What you have to do: Which lines in the records below contain the word "stubble"? Pull out each of those lines, counting a match only when the case is the same.

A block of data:
START
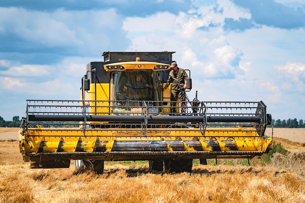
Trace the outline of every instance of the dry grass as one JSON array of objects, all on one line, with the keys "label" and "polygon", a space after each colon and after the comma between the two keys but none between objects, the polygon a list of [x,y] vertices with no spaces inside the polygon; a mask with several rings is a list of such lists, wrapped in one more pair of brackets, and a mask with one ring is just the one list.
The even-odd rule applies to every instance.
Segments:
[{"label": "dry grass", "polygon": [[[292,148],[298,145],[279,140]],[[304,149],[274,154],[267,166],[200,166],[190,175],[153,172],[148,164],[117,165],[97,175],[79,173],[73,164],[30,169],[18,145],[0,142],[0,203],[305,203]]]},{"label": "dry grass", "polygon": [[78,173],[73,164],[29,169],[18,145],[0,142],[1,203],[305,202],[305,151],[275,154],[265,167],[200,166],[190,175],[114,165],[97,175]]}]

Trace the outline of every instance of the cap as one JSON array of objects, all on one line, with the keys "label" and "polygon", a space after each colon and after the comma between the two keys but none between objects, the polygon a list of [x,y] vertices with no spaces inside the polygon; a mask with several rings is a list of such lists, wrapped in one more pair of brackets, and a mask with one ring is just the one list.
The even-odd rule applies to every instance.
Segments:
[{"label": "cap", "polygon": [[172,63],[172,64],[171,64],[171,68],[173,68],[175,66],[177,66],[177,63],[176,63],[175,62],[173,62]]}]

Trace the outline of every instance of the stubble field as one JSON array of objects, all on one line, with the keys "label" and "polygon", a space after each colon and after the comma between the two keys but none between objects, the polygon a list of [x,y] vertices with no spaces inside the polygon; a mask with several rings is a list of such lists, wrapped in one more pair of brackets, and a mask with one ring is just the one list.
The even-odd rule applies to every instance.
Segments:
[{"label": "stubble field", "polygon": [[79,173],[73,164],[30,169],[19,152],[18,129],[0,128],[1,203],[305,203],[305,129],[274,129],[274,141],[291,152],[275,154],[267,166],[234,160],[234,166],[194,166],[190,174],[154,172],[147,162],[113,163],[100,175]]}]

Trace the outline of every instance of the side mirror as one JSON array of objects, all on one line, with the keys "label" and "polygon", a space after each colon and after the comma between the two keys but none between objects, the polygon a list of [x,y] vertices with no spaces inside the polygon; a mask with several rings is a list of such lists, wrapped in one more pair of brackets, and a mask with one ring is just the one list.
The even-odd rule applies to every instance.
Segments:
[{"label": "side mirror", "polygon": [[83,77],[83,88],[85,91],[88,91],[90,90],[90,80],[87,79],[87,75],[84,75]]},{"label": "side mirror", "polygon": [[191,90],[191,79],[190,78],[187,78],[187,89]]},{"label": "side mirror", "polygon": [[268,125],[270,125],[271,124],[271,123],[272,122],[272,117],[271,116],[271,114],[269,113],[267,113],[267,114],[266,115],[267,116],[267,124]]}]

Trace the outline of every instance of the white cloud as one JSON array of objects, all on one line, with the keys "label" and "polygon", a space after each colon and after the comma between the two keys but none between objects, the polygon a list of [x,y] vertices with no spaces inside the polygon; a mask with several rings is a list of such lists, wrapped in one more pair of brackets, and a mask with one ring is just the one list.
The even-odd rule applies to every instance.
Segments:
[{"label": "white cloud", "polygon": [[6,60],[0,60],[0,66],[8,67],[10,65],[10,62]]},{"label": "white cloud", "polygon": [[1,89],[10,90],[15,92],[22,90],[28,85],[28,82],[24,82],[19,78],[10,77],[0,77],[0,85]]},{"label": "white cloud", "polygon": [[279,73],[279,83],[282,88],[302,94],[305,93],[305,63],[287,63],[285,65],[276,66],[275,68]]}]

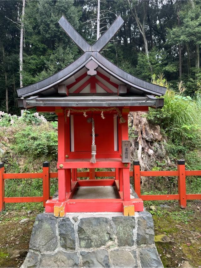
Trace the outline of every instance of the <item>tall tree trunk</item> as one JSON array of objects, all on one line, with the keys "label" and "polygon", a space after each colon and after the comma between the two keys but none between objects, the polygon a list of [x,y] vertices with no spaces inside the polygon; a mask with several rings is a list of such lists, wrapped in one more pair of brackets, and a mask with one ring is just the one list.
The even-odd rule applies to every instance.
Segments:
[{"label": "tall tree trunk", "polygon": [[[22,71],[23,70],[23,38],[24,33],[24,8],[25,7],[25,0],[23,0],[22,13],[22,14],[21,29],[20,34],[20,45],[19,49],[19,80],[20,87],[23,87],[22,80]],[[24,110],[21,110],[21,115],[23,114]]]},{"label": "tall tree trunk", "polygon": [[190,48],[189,45],[186,44],[186,51],[187,53],[187,63],[188,64],[188,75],[189,76],[191,75],[191,59],[190,58]]},{"label": "tall tree trunk", "polygon": [[8,112],[8,78],[7,77],[7,72],[6,69],[6,63],[5,60],[5,51],[4,47],[3,44],[1,44],[2,50],[3,55],[3,64],[4,70],[4,75],[5,78],[5,87],[6,88],[6,112]]},{"label": "tall tree trunk", "polygon": [[100,0],[98,0],[98,8],[97,9],[97,35],[96,40],[100,37]]},{"label": "tall tree trunk", "polygon": [[128,0],[128,6],[130,9],[136,21],[136,23],[138,25],[138,27],[140,32],[142,35],[142,37],[144,41],[144,51],[145,54],[147,56],[147,61],[149,65],[149,68],[151,73],[153,73],[153,69],[151,65],[150,61],[149,60],[149,51],[148,51],[148,46],[147,44],[147,39],[146,34],[145,32],[145,22],[146,18],[147,17],[147,10],[149,7],[149,1],[143,1],[141,2],[143,6],[143,18],[142,22],[141,22],[140,20],[136,11],[135,6],[134,5],[133,8],[134,9],[134,12],[133,12],[131,4],[131,3],[130,0]]},{"label": "tall tree trunk", "polygon": [[153,48],[154,47],[154,41],[153,40],[153,38],[152,36],[152,27],[151,27],[151,22],[150,17],[149,17],[149,13],[147,13],[147,21],[148,21],[148,23],[149,24],[149,34],[150,35],[150,40],[151,40],[151,47]]},{"label": "tall tree trunk", "polygon": [[182,48],[181,45],[179,45],[179,80],[182,80]]},{"label": "tall tree trunk", "polygon": [[198,45],[196,45],[195,47],[195,67],[196,69],[199,69],[200,67],[200,51]]},{"label": "tall tree trunk", "polygon": [[[178,21],[178,26],[179,27],[180,24],[180,20],[179,19],[179,3],[177,1],[177,4],[178,5],[178,9],[177,11],[177,18]],[[179,80],[181,81],[182,80],[182,48],[181,47],[181,44],[179,44],[178,46],[179,48]]]}]

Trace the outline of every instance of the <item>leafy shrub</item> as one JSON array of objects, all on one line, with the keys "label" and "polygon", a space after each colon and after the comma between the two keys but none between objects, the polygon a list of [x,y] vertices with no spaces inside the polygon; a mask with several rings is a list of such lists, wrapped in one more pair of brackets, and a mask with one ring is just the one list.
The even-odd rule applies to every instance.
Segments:
[{"label": "leafy shrub", "polygon": [[16,153],[29,154],[32,158],[57,153],[57,133],[42,126],[24,126],[14,134],[14,142],[11,147]]},{"label": "leafy shrub", "polygon": [[182,95],[185,88],[178,84],[178,94],[170,88],[170,85],[161,75],[152,82],[168,87],[164,96],[164,106],[161,109],[150,108],[148,119],[164,128],[173,141],[184,142],[195,138],[201,126],[201,106],[196,99]]},{"label": "leafy shrub", "polygon": [[32,124],[40,124],[46,122],[44,117],[39,115],[37,112],[31,114],[29,111],[25,110],[22,115],[18,116],[16,115],[12,115],[10,114],[0,111],[0,126],[8,126],[21,123]]}]

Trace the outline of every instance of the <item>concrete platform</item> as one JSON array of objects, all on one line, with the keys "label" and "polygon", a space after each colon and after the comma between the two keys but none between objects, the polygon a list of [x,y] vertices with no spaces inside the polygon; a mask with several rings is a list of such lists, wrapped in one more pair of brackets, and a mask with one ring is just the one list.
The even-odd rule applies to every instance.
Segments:
[{"label": "concrete platform", "polygon": [[80,186],[75,192],[73,199],[113,199],[119,198],[115,186]]}]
END
Response to this exercise:
Trace the outline of every instance of the stubble field as one JSON array of objects, all on one line, with the keys "label" and "polygon", a space after each colon and after the comma between the two keys but none between objects, the polygon a list of [x,y] vertices with no spaces inside the polygon; a mask with several rings is a list of such lists, wrapped in one more pair of brackets, and a mask with one ring is just the one list.
[{"label": "stubble field", "polygon": [[79,173],[73,164],[30,169],[19,152],[18,129],[0,128],[1,203],[305,203],[305,129],[274,129],[274,141],[291,152],[275,154],[267,166],[234,160],[234,166],[194,166],[190,174],[154,172],[147,162],[113,163],[100,175]]}]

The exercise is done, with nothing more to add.